Named object pointing entries:
(begin)

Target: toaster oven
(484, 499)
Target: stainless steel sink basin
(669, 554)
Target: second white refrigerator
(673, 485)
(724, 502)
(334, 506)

(end)

**Task details:** Retype the records above exactly.

**Reply to the exercise:**
Target: toaster oven
(484, 499)
Target: stainless steel sink basin
(669, 554)
Target: second white refrigerator
(673, 485)
(724, 502)
(334, 506)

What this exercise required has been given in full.